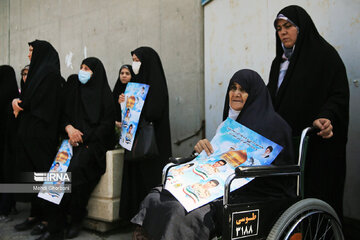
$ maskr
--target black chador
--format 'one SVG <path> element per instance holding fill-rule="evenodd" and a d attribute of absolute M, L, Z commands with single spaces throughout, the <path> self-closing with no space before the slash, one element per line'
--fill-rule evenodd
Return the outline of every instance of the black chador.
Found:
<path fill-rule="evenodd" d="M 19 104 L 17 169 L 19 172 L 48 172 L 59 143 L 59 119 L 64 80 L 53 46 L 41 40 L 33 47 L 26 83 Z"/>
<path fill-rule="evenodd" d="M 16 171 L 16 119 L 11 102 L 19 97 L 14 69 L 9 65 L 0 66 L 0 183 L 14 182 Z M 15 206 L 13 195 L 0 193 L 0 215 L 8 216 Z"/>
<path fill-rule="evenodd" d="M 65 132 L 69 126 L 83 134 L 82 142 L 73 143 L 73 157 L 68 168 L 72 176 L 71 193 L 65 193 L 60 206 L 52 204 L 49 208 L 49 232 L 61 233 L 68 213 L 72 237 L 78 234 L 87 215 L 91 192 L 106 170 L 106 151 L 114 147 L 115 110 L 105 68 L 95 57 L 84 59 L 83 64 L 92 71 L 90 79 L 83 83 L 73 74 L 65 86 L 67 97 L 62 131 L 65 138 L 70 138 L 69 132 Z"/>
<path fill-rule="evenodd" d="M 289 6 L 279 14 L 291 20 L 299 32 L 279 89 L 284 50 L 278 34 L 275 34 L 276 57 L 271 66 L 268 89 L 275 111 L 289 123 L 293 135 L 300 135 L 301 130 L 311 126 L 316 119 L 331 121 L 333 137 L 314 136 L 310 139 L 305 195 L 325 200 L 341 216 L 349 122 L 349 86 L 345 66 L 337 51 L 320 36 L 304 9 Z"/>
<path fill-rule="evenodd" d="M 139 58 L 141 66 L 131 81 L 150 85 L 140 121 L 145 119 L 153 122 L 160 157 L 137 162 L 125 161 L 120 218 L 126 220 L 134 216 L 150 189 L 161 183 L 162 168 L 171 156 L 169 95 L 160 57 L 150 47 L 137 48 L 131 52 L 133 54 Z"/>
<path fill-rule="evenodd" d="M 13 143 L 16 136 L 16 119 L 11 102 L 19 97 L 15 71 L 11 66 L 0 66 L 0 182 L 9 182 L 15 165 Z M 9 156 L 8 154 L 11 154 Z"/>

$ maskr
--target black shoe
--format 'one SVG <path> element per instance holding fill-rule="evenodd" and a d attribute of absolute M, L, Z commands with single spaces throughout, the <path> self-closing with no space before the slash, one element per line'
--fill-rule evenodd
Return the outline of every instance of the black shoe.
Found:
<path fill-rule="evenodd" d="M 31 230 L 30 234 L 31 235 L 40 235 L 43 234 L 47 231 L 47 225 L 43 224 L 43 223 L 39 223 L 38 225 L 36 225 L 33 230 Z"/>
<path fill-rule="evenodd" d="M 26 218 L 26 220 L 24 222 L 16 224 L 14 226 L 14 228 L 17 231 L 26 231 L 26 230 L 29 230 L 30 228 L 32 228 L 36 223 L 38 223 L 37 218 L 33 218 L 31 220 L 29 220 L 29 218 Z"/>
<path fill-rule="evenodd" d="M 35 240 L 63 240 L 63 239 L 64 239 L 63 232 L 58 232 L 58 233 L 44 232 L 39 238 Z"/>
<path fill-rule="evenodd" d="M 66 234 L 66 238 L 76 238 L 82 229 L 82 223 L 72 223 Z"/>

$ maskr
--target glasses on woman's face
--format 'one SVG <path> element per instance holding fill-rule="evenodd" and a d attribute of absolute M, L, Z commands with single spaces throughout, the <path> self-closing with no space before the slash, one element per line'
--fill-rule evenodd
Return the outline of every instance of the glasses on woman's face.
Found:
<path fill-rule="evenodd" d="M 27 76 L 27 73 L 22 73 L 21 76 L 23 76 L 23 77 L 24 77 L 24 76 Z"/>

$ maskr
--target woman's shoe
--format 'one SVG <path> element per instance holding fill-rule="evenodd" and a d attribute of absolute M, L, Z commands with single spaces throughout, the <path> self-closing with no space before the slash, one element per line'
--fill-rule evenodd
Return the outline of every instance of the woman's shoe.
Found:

- - -

* **PROBLEM**: Drop the pictures and reproduce the rest of the entries above exactly.

* **ANSWER TO THIS PROBLEM**:
$ maskr
--target black chador
--format 'one SVG <path> element per instance holding fill-rule="evenodd" and a d attribute of absolute M, L, Z commands with single spaces throughout, the <path> self-closing with no space before the slash, one element per line'
--fill-rule evenodd
Return the outline of every instance of the black chador.
Found:
<path fill-rule="evenodd" d="M 19 104 L 17 169 L 19 172 L 48 172 L 59 143 L 59 119 L 64 80 L 53 46 L 41 40 L 33 47 L 26 83 Z"/>
<path fill-rule="evenodd" d="M 16 171 L 16 119 L 11 102 L 19 97 L 14 69 L 9 65 L 0 66 L 0 183 L 14 182 Z M 15 206 L 13 195 L 0 193 L 0 215 L 8 216 Z"/>
<path fill-rule="evenodd" d="M 65 132 L 69 126 L 83 134 L 82 142 L 73 143 L 73 157 L 68 168 L 72 176 L 71 193 L 65 193 L 60 206 L 52 204 L 49 208 L 49 232 L 61 233 L 68 213 L 72 237 L 78 234 L 87 215 L 91 192 L 106 170 L 106 151 L 114 147 L 115 110 L 105 68 L 95 57 L 84 59 L 83 64 L 92 71 L 90 79 L 83 83 L 73 74 L 65 86 L 67 97 L 62 131 L 65 138 L 70 138 L 69 132 Z"/>
<path fill-rule="evenodd" d="M 289 6 L 279 14 L 291 20 L 299 32 L 279 89 L 284 50 L 278 34 L 275 34 L 276 57 L 271 66 L 268 89 L 275 111 L 289 123 L 293 135 L 300 135 L 301 130 L 311 126 L 316 119 L 331 121 L 333 137 L 314 136 L 310 139 L 305 195 L 325 200 L 341 216 L 349 122 L 349 86 L 345 66 L 337 51 L 320 36 L 304 9 Z"/>
<path fill-rule="evenodd" d="M 139 58 L 141 66 L 131 81 L 150 85 L 140 121 L 145 119 L 153 122 L 160 157 L 137 162 L 125 161 L 120 218 L 126 220 L 134 216 L 150 189 L 161 183 L 162 168 L 171 156 L 169 95 L 160 57 L 150 47 L 137 48 L 131 52 L 133 54 Z"/>
<path fill-rule="evenodd" d="M 13 143 L 16 136 L 16 119 L 11 102 L 19 97 L 15 71 L 11 66 L 0 66 L 0 182 L 9 182 L 15 165 Z M 9 156 L 8 154 L 11 154 Z"/>

$ maskr
--target black shoe
--format 'one SVG <path> element per instance holding fill-rule="evenodd" and a d attribute of absolute M, L, Z commands with single spaces throughout, the <path> self-closing with no space before the slash, one element per line'
--fill-rule evenodd
Return the outline of every instance of the black shoe.
Found:
<path fill-rule="evenodd" d="M 31 230 L 30 234 L 31 235 L 40 235 L 43 234 L 47 231 L 47 225 L 43 224 L 43 223 L 39 223 L 38 225 L 36 225 L 33 230 Z"/>
<path fill-rule="evenodd" d="M 26 218 L 26 220 L 24 222 L 16 224 L 14 226 L 14 228 L 17 231 L 26 231 L 26 230 L 29 230 L 30 228 L 32 228 L 36 223 L 38 223 L 37 218 L 33 218 L 31 220 L 29 220 L 29 218 Z"/>
<path fill-rule="evenodd" d="M 35 240 L 63 240 L 63 239 L 64 239 L 63 232 L 58 232 L 58 233 L 44 232 L 39 238 Z"/>
<path fill-rule="evenodd" d="M 66 234 L 66 238 L 76 238 L 82 229 L 82 223 L 72 223 Z"/>

$ maskr
--target glasses on woman's face
--format 'one SVG <path> element per instance holding fill-rule="evenodd" and a d attribute of absolute M, L, Z commands with single spaces throughout, the <path> self-closing with no space before the slash, one element per line'
--fill-rule evenodd
Return the outline of every instance of the glasses on woman's face.
Found:
<path fill-rule="evenodd" d="M 27 76 L 27 73 L 22 73 L 21 76 L 23 76 L 23 77 L 24 77 L 24 76 Z"/>

$ maskr
--target woman's shoe
--format 'one SVG <path> element per instance holding fill-rule="evenodd" and a d attribute of absolute M, L, Z commands with single spaces throughout, the <path> self-closing with no space before the slash, one element per line'
--fill-rule evenodd
Return the outline of every instance of the woman's shoe.
Found:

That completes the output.